----- EXERCISE MATERIAL -----

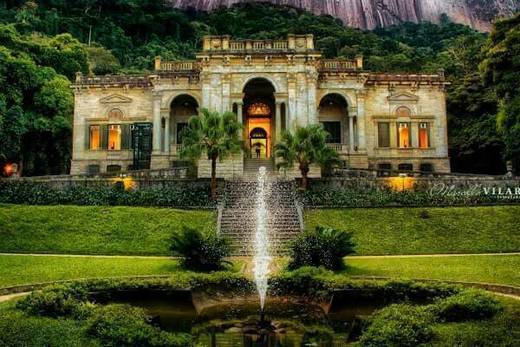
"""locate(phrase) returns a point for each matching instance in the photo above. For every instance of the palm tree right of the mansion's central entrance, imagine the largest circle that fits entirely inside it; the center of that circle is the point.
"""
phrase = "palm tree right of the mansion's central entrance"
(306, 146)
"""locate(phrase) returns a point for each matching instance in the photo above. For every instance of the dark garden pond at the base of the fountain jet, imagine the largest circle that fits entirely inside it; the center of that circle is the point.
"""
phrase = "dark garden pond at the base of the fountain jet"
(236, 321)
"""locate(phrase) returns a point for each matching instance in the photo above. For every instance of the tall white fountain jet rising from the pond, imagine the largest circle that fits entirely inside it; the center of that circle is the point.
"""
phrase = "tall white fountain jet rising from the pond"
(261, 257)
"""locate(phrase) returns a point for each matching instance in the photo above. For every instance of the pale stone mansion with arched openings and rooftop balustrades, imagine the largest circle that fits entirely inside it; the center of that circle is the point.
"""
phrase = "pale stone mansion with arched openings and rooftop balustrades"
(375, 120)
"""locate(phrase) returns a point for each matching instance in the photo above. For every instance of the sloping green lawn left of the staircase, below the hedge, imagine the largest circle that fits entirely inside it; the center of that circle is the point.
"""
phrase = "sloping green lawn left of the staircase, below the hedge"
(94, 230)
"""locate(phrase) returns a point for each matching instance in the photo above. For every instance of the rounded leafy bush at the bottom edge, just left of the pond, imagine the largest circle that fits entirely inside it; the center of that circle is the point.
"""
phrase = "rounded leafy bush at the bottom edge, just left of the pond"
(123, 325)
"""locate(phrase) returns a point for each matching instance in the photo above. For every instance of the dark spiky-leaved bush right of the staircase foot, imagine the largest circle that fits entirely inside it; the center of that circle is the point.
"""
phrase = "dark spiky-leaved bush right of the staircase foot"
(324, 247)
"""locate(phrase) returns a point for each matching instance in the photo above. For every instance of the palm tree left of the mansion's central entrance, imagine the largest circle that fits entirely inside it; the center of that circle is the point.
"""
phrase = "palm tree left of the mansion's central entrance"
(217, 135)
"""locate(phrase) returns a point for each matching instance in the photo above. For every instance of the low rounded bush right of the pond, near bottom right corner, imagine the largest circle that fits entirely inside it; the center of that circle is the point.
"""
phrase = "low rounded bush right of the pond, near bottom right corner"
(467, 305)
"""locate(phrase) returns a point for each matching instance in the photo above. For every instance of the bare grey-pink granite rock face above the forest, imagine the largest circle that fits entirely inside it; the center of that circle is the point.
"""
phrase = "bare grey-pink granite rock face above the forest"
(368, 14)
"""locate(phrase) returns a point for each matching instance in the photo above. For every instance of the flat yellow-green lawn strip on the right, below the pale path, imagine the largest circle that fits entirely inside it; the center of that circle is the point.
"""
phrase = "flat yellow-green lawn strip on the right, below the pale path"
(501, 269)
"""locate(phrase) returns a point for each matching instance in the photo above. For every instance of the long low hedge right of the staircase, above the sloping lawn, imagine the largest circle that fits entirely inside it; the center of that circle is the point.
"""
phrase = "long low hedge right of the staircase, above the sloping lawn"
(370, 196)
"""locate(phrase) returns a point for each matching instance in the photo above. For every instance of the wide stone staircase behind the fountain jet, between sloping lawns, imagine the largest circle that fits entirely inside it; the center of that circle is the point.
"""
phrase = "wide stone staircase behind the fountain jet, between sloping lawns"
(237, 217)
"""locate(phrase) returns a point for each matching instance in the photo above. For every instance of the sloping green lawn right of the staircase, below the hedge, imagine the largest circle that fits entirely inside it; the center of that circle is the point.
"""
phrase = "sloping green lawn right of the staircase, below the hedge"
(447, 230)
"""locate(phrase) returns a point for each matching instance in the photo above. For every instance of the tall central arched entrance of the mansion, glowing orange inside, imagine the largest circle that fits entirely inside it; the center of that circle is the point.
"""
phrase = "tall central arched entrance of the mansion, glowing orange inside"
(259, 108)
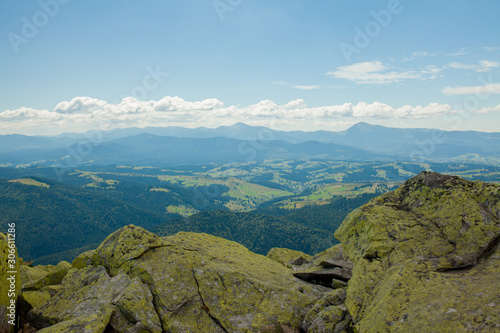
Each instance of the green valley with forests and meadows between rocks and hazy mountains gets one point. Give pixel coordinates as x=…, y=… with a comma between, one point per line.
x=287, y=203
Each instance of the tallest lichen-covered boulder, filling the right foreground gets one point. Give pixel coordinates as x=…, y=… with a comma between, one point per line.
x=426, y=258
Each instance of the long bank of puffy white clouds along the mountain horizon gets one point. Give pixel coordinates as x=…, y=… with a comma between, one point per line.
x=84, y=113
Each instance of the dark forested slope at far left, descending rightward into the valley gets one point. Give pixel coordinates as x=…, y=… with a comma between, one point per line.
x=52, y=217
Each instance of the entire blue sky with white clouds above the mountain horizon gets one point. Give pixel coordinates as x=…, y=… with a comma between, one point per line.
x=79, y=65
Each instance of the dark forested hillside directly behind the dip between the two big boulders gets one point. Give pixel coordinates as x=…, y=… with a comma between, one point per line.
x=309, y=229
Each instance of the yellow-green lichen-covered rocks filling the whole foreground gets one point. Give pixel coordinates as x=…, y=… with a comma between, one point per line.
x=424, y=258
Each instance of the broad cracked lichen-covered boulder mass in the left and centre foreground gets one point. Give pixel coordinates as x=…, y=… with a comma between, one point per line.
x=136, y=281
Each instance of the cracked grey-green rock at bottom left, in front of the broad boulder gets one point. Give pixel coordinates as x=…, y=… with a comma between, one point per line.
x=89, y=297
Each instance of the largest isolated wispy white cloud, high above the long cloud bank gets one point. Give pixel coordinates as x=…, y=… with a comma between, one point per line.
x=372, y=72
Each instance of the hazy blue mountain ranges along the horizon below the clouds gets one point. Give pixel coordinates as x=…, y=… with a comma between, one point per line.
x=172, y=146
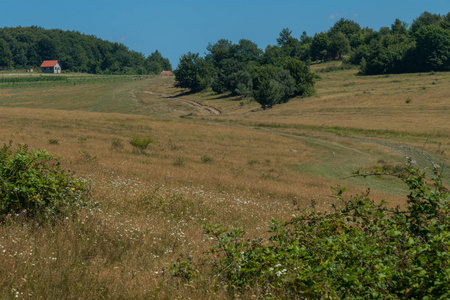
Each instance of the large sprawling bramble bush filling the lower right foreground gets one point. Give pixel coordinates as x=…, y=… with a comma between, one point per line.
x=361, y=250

-----

Your task is to set down the records shown above exactly, minus any pictures.

"""locate(phrase) returns a point for each matching instance in the photo above. For every instance of the palm tree right of the mansion's central entrance, imagine the largest circle that fits entirely inside it; the center of that circle is the point.
"""
phrase = "palm tree right of the mansion's central entrance"
(306, 146)
"""locate(phrase) returns a point for each matching instance in the photo above. For every instance of the dark garden pond at the base of the fountain jet, imagine the largest circle that fits entirely inside it; the center of that circle is the point.
"""
phrase = "dark garden pond at the base of the fountain jet"
(236, 321)
"""locate(phrase) returns a point for each matching instance in the photo above. For every instance of the tall white fountain jet rising from the pond, imagine the largest circle that fits entirely inside it; the center of that circle is the point.
"""
phrase = "tall white fountain jet rising from the pond"
(261, 257)
"""locate(phrase) returns a point for each matching instance in the photo above. For every instance of the pale stone mansion with arched openings and rooftop balustrades, imagine the largest circle that fits entirely inside it; the center of that circle is the point.
"""
phrase = "pale stone mansion with arched openings and rooftop balustrades"
(375, 120)
"""locate(phrase) returns a point for each matching instance in the photo above. For every instance of the sloping green lawn left of the staircase, below the hedge, imagine the largest circle that fits entirely inside it; the center of that circle is the point.
"""
phrase = "sloping green lawn left of the staircase, below the hedge"
(94, 230)
"""locate(phrase) returns a point for each matching instance in the photo above. For every instance of the rounded leafy bush at the bottom edge, just left of the pond, imagine the largest circle that fits entirely inside it; the center of that circle is the point.
"""
phrase = "rounded leafy bush at the bottom edge, just left of the pond"
(123, 325)
"""locate(phrase) returns a point for each matching instance in the photo above. For every instance of the dark spiky-leaved bush right of the staircase foot, imagine the largest circle that fits entirely inside it; the center of that circle is the point.
"""
phrase = "dark spiky-leaved bush right of the staircase foot"
(324, 247)
"""locate(phrase) returns a point for each matching instance in the photo above. For every instance of the palm tree left of the mansion's central entrance, imagine the largest circle that fits entirely inside it; the center of that circle is the point.
"""
phrase = "palm tree left of the mansion's central entrance"
(217, 135)
"""locate(phrase) returns a point for each matching instance in the photo above. For every instance of the low rounded bush right of the pond, near bottom right corner, imagine the largest circle that fits entirely inside it; the center of that circle is the point.
"""
phrase = "low rounded bush right of the pond, near bottom right corner"
(467, 305)
"""locate(phrase) returns a point for each matching instance in the photo above. For every instance of the bare grey-pink granite rock face above the forest, imagine the largest circle that fits entirely inside it; the center of that circle is the point.
"""
phrase = "bare grey-pink granite rock face above the forest"
(368, 14)
"""locate(phrase) returns a point for each matching instance in the photo above. For every instance of the flat yellow-green lawn strip on the right, below the pale path, imagine the largest circle that fits entirely inside it; the center of that circle is the point.
"""
phrase = "flat yellow-green lawn strip on the right, below the pale path"
(501, 269)
"""locate(phrase) returns a point for each matching instance in the photo above. For every instance of the long low hedge right of the staircase, above the sloping lawn, imagine the largest circle that fits entirely inside it; the center of that circle is the point.
"""
phrase = "long low hedge right of the staircase, above the sloping lawn"
(370, 196)
"""locate(phrase) returns a point for each matching instance in the photo above. For every instance of the wide stone staircase behind the fountain jet, between sloping lawns, imagine the largest circle that fits entirely inside it; the center of that circle is the point.
"""
phrase = "wide stone staircase behind the fountain jet, between sloping lawns"
(237, 217)
"""locate(phrase) returns a point for each matching instance in the photo above. For every instance of the sloping green lawn right of the staircase, below the hedge, imagine the largest circle that fits entirely inside it; the center of that circle is the point.
"""
phrase = "sloping green lawn right of the staircase, below the hedge"
(447, 230)
"""locate(phrase) returns a point for each matching instance in the photo above. For every instance of the tall central arched entrance of the mansion, glowing orange inside, imagine the largest circle that fits entirely inside it; the center of that circle is the point.
"""
phrase = "tall central arched entrance of the mansion, glowing orange inside"
(259, 108)
Each instance of the green valley with forests and meadows between rocks and hazy mountains gets one point. Give pixel coordinates as x=…, y=… with a comma between, one point per line.
x=287, y=203
Each instance of the tallest lichen-covered boulder, filling the right foreground gets one point. Give pixel coordinates as x=…, y=… with a comma between, one point per line.
x=426, y=258
Each instance of the long bank of puffy white clouds along the mountain horizon gets one point. Give pixel coordinates as x=…, y=… with a comma between, one point per line.
x=84, y=113
Each instance of the dark forested slope at far left, descending rightward into the valley gets one point. Give pixel coordinates as x=…, y=… with a comma between, one point per line.
x=52, y=217
Each instance of the entire blue sky with white clouds above the mountain horizon gets one point. Give pixel coordinates as x=…, y=… with a comma between, one point per line.
x=79, y=65
Each instance of the dark forested hillside directly behind the dip between the two big boulders gets one point. Give pixel coordinates as x=…, y=… with a comma between, one point per line.
x=309, y=229
Each instance of the yellow-green lichen-covered rocks filling the whole foreground gets one point. Give pixel coordinates as x=…, y=… with a comma between, one point per line.
x=424, y=258
Each instance of the broad cracked lichen-covered boulder mass in the left and centre foreground gets one point. Give pixel coordinates as x=…, y=… with a comma between, one point per line.
x=136, y=281
Each instance of the cracked grey-green rock at bottom left, in front of the broad boulder gets one point. Give pixel coordinates as x=…, y=… with a comma between, one point per line.
x=89, y=297
Each instance of the largest isolated wispy white cloud, high above the long cloud bank gets one point. Give pixel coordinates as x=…, y=… with a comma between, one point per line.
x=372, y=72
Each instance of the hazy blue mountain ranges along the horizon below the clouds gets one point. Give pixel coordinates as x=…, y=… with a comma between, one point per line.
x=172, y=146
Each instance of the large sprawling bramble bush filling the lower right foreground gets one point. Give pixel coordinates as x=…, y=… with a comma between, one point per line.
x=361, y=250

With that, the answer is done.